Going into this book I was curious to see how Chomsky and Prashad reconciled their views on existing socialist countries. Prashad is someone I’ve always admired for his ability to stand up for existing socialist countries and his refusal to parrot U.S. State Department talking points about countries like China. Chomsky on the other hand, has always provided brilliant critiques of the American empire, but has a tendency to sound like a mainstream  liberal propagandist when the topic of the Soviet Union or Leninism comes up. However, it seems that Chomsky may be turning over a new leaf at the ripe age of 94 as attacks on China, Vietnam, and other existing socialist countries are notably absent from this book. 

The Withdrawal provides an excellent summary of the American Empire going back thirty years at least, and it does an incredible job of placing the major geopolitical events of the past few decades within their proper historical context. By example Chomsky’s analysis of the 9/11 terror attacks doesn’t begin on September 11th 2001. Instead he details the millions of dollars that were funneled into Osama Bin Laden’s terrorist group known as the Mujahideen by the United States after the Soviet Union occupied Afghanistan in an attempt to stabilize the country. Through this historical analysis Chomsky reveals how the U.S. empire created the forces who carried out 9/11, then used 9/11 as justification to invade two countries, Afghanistan and Iraq, who had nothing to do with the attacks on September 11th. In fact, the U.S. waged war against Taliban and Iraqi Governments that were actually enemies of Osama Bin Laden’s Al-Qaeda group, an outgrowth of the Mujahideen.

→ **Problem details**: According to the review, which two countries did the U.S. invade using 9/11 as justification? Use only the review as your source.

→ **Dataset records**:
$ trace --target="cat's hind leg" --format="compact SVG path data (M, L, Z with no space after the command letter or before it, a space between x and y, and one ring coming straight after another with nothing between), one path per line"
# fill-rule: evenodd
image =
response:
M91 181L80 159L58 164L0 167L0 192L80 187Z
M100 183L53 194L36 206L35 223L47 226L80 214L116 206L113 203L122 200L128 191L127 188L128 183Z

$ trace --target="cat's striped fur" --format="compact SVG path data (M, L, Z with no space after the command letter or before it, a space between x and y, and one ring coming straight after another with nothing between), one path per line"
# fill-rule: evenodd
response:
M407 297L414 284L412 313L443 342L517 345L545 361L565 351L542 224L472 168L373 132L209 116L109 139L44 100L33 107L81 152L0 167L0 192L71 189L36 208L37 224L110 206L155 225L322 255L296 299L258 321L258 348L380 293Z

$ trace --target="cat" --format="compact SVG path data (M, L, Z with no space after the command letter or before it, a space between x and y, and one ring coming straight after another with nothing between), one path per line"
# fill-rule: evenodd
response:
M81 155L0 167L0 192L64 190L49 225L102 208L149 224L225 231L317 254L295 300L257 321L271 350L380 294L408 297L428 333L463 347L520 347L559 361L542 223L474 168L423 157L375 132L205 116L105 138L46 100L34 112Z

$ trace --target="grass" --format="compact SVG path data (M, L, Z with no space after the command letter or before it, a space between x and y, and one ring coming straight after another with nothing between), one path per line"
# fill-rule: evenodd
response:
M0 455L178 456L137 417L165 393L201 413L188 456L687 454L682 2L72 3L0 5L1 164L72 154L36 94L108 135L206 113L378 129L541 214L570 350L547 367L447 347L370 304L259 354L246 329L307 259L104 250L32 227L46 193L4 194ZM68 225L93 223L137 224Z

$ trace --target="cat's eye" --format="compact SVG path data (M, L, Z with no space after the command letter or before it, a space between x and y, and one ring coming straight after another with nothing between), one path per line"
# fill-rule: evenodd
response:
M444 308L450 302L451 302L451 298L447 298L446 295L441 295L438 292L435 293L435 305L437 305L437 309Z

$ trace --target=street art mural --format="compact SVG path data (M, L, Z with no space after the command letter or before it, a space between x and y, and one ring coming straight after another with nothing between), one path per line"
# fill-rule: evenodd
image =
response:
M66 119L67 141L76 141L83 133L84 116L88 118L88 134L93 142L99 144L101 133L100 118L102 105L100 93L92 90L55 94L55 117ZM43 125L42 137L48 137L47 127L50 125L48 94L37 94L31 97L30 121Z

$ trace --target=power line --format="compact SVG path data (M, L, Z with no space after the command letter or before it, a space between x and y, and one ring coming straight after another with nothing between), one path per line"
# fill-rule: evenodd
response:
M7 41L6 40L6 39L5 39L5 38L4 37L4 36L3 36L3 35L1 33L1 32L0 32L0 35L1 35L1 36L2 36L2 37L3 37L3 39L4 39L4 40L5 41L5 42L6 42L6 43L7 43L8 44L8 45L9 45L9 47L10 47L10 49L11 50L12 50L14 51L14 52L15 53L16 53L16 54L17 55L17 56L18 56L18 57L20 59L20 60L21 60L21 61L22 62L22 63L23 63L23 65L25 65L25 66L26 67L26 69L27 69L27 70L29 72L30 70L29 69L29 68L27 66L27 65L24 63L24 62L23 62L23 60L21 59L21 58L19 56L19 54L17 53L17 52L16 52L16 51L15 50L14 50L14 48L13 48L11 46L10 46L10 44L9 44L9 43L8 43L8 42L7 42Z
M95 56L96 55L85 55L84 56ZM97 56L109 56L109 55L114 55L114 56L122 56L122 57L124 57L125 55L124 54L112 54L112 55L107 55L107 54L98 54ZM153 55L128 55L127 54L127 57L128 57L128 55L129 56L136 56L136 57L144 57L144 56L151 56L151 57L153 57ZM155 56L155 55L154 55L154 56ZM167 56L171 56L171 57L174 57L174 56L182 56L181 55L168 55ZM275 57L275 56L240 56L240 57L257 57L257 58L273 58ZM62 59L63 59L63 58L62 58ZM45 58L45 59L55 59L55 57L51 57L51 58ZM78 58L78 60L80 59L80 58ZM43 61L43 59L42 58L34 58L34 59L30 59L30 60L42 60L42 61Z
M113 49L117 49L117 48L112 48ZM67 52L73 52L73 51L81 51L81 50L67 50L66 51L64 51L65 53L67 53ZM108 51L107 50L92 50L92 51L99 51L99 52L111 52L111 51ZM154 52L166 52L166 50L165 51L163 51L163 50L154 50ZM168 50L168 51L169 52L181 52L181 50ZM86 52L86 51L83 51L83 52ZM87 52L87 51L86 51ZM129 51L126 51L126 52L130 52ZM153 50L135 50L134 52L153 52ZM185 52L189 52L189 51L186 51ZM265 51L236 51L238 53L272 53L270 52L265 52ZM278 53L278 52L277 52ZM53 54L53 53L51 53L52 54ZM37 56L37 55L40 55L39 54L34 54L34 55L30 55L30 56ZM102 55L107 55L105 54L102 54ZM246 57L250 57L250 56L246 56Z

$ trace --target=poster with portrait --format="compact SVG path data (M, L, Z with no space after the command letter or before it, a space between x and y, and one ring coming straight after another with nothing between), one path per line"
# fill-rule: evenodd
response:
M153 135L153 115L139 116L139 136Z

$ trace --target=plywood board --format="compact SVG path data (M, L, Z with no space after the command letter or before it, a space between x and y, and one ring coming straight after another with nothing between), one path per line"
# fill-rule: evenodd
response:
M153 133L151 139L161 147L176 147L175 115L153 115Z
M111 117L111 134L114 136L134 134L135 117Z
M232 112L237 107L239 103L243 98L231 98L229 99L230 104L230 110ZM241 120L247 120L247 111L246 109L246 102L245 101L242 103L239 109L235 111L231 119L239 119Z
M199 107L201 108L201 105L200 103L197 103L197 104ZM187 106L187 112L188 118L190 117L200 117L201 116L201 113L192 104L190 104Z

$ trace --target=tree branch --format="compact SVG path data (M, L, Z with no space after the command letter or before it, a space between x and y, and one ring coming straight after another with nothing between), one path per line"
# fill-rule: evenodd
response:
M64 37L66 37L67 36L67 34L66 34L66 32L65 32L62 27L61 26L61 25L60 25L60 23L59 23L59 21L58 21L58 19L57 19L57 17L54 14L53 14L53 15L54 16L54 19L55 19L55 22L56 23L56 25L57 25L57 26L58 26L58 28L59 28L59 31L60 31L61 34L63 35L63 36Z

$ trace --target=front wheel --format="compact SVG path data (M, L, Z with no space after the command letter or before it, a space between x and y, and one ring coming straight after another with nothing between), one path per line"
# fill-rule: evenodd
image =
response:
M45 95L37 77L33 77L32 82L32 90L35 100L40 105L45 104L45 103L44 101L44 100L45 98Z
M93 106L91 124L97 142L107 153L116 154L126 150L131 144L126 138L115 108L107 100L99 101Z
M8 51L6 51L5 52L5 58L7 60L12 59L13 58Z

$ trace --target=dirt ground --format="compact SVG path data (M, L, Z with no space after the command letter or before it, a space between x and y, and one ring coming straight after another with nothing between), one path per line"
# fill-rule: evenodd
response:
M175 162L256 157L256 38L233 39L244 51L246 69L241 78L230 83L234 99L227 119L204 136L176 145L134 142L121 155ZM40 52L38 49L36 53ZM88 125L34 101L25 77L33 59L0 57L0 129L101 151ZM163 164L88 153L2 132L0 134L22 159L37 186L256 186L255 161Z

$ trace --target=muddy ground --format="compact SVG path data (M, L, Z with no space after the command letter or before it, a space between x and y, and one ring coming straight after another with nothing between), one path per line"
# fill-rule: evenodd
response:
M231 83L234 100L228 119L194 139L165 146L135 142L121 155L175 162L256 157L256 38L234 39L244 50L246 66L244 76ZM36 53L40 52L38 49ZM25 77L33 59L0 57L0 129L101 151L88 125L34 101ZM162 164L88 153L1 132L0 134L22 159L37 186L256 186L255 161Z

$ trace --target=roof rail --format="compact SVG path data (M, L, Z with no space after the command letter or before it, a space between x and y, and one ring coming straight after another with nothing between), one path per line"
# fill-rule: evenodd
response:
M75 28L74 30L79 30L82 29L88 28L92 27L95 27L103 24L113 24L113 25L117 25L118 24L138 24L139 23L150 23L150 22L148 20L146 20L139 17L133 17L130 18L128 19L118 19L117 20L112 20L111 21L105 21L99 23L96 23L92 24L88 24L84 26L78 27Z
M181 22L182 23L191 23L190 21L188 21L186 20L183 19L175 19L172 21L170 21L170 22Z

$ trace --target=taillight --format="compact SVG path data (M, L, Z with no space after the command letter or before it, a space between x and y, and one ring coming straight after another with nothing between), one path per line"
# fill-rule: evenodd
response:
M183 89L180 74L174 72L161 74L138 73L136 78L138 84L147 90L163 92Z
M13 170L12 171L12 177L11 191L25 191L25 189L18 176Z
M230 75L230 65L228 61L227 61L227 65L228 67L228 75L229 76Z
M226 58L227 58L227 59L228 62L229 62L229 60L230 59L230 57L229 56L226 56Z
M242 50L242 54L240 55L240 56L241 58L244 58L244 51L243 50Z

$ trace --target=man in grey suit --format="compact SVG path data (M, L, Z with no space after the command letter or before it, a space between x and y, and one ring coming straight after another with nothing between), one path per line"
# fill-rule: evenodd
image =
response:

→ **Solution to this task**: Afghanistan and Iraq.